*** EXTRAIT DU TEXTE

En 1999, l'usine du Syndicat des eaux d'Ile-de-France de Méry-sur-Oise (95) s'équipait d'un traitement membranaire de nanofiltration pour produire 170 000 m3 d'eau potable par jour. Capable de retenir des éléments de la taille des ions, ce procédé de filtration mis en place par Veolia Eau visait avant tout à améliorer le traitement des matières organiques, mais il permit du même coup de diminuer la teneur en chlore injecté en sortie d'usine, donc d'améliorer le goût et l'odeur de l'eau. Une véritable prouesse technologique. Auparavant, Degrémont (groupe Suez) s'était illustré avec des membranes d'osmose inverse installées en 1972 sur l'île d'Houat (56) pour dessaler l'eau de mer.

******
*** MATÉRIEL FOURNI

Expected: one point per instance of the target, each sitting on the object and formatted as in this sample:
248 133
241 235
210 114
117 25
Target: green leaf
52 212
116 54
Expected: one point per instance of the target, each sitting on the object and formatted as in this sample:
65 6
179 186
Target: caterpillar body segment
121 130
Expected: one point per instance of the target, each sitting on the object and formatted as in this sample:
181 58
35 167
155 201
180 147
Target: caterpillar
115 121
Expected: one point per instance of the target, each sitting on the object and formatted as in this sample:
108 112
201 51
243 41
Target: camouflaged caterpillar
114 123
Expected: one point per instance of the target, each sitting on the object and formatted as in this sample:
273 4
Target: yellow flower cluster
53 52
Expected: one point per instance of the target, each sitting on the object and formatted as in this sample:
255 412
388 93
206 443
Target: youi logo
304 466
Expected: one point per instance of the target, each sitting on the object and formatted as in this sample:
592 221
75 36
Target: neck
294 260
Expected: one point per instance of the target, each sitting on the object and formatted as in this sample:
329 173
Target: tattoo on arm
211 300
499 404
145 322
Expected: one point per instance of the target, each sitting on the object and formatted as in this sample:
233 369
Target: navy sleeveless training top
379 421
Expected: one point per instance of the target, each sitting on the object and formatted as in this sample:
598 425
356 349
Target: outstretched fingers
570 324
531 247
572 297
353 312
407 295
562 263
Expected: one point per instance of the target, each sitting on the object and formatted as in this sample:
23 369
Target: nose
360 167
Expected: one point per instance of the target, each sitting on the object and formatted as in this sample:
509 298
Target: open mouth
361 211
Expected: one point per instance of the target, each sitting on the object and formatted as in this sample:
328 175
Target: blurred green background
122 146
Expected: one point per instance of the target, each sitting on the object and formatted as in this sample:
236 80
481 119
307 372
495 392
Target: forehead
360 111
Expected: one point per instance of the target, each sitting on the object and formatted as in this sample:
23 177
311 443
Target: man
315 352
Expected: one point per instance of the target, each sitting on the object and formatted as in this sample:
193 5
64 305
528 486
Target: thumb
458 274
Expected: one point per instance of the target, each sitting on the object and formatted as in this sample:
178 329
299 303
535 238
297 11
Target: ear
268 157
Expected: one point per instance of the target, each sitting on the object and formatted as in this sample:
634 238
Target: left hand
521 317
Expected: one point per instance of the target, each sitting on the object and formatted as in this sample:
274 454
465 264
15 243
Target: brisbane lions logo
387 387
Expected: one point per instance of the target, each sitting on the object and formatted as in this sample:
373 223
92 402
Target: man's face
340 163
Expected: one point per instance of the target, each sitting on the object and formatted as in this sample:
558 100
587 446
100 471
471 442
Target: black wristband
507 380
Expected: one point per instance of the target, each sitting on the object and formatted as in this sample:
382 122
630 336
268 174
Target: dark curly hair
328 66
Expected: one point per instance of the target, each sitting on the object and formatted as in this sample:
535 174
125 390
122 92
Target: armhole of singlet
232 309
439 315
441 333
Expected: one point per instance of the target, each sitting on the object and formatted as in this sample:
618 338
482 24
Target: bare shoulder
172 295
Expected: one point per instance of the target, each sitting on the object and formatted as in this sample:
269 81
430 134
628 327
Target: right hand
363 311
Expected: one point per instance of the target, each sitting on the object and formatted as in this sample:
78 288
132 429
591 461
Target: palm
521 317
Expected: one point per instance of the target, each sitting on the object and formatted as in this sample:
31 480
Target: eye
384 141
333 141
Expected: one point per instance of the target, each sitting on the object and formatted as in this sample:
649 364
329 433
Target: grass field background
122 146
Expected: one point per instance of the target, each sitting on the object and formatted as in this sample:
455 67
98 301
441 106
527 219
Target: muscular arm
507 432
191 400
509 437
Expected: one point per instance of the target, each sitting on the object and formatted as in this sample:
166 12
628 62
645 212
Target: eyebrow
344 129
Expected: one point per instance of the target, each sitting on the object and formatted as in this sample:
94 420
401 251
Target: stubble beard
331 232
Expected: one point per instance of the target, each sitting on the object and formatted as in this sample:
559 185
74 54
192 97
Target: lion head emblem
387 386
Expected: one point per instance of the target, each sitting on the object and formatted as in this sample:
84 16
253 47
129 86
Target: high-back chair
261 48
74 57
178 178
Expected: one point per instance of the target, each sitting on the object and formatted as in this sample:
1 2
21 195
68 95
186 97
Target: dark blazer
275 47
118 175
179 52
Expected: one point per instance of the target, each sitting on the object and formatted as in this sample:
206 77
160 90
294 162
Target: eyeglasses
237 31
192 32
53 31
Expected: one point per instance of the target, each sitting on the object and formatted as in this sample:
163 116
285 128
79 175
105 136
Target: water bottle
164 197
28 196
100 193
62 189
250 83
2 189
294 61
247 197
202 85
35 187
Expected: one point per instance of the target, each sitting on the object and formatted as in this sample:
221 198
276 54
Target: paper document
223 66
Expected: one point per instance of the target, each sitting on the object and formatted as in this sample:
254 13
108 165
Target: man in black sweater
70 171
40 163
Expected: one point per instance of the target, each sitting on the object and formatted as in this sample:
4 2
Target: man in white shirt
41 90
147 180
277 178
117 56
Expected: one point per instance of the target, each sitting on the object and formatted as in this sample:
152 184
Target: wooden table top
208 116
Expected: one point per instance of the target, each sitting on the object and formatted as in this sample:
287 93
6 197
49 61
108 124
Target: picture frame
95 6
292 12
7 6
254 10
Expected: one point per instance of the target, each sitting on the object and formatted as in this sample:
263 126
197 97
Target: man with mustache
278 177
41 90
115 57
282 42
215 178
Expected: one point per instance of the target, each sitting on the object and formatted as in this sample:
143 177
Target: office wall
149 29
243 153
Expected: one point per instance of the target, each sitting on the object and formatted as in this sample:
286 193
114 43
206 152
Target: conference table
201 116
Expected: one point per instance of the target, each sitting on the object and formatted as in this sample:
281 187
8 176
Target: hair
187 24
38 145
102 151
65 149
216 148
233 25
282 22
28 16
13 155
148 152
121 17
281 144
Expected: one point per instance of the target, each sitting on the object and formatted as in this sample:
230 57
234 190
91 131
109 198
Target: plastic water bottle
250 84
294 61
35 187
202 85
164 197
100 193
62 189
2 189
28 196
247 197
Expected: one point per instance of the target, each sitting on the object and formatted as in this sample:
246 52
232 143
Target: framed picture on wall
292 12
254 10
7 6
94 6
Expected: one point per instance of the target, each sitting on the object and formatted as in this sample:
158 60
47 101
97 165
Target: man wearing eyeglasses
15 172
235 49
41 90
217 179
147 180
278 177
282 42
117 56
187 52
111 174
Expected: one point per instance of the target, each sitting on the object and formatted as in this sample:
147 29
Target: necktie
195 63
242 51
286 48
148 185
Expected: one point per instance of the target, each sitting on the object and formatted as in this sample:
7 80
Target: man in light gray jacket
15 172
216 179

******

• TRAVAIL DEMANDÉ:
1. Les affirmations suivantes concordent-elles avec le passage sur le traitement de l'eau ? Pour chacune, répondez par oui ou par non et citez les mots décisifs du passage. (a) L'usine de Méry-sur-Oise devait produire 170 000 m3 d'eau potable par jour. (b) La nanofiltration visait avant tout à réduire la teneur en chlore. (c) Les membranes d'osmose inverse de l'île d'Houat ont été installées en 1972.
2. Quels organismes et entreprises le passage sur le traitement de l'eau nomme-t-il ? Donnez-les tous.
3. Poursuivez le passage sur le traitement de l'eau à partir de sa dernière phrase.

• RÉPONSES PAR TÂCHE:
1.
(a) Oui : « pour produire 170 000 m3 d'eau potable par jour ».
(b) Non : « visait avant tout à améliorer le traitement des matières organiques ».
(c) Oui : « installées en 1972 sur l'île d'Houat ».

2. Syndicat des eaux d'Ile-de-France, Veolia Eau, Degrémont, Suez

3.
Mais finalement, c'est l'ultrafiltration, leur petite soeur à pores plus gros, qui s'est imposée sur le marché de l'eau potable. Une technologie moins chère, beaucoup moins énergivore et qui, couplée à du charbon actif, peut arrêter les pesticides et autres micropolluants. À elle seule, elle constitue déjà une barrière redoutable contre des parasites relativement insensibles à la désinfection comme Cryptosporidium ou Giardia. De quoi satisfaire un marché en plein durcissement réglementaire, les normes de potabilité se faisant de plus en plus exigeantes. Entre la fin des années 1980, date des premiers essais, et aujourd'hui, l'affinage par ultrafiltration a littéralement explosé. En 2008, Degrémont a installé un parc de 1,2 million de mètres cubes par jour cumulés, soit 6 à 8 millions d'habitants concernés. Chez Stereau (groupe Saur), l'ultrafiltration compte pour la moitié des réalisations en eau potable.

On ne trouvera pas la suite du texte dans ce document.